[Activity]
Write the data out again exactly, with no pictures.

▬▬▬▬▬▬▬▬▬▬

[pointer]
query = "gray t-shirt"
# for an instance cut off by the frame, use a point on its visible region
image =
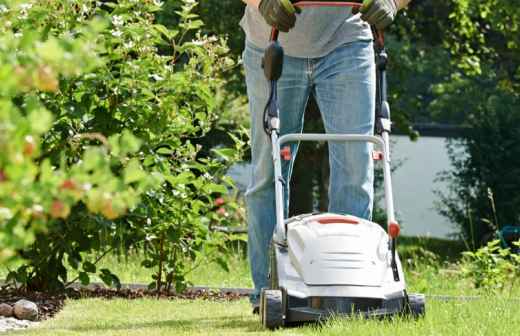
(318, 31)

▬▬▬▬▬▬▬▬▬▬

[Exercise output]
[pointer]
query = "gray t-shirt"
# for an instance cut off by the frame, use a point on its visible region
image =
(318, 31)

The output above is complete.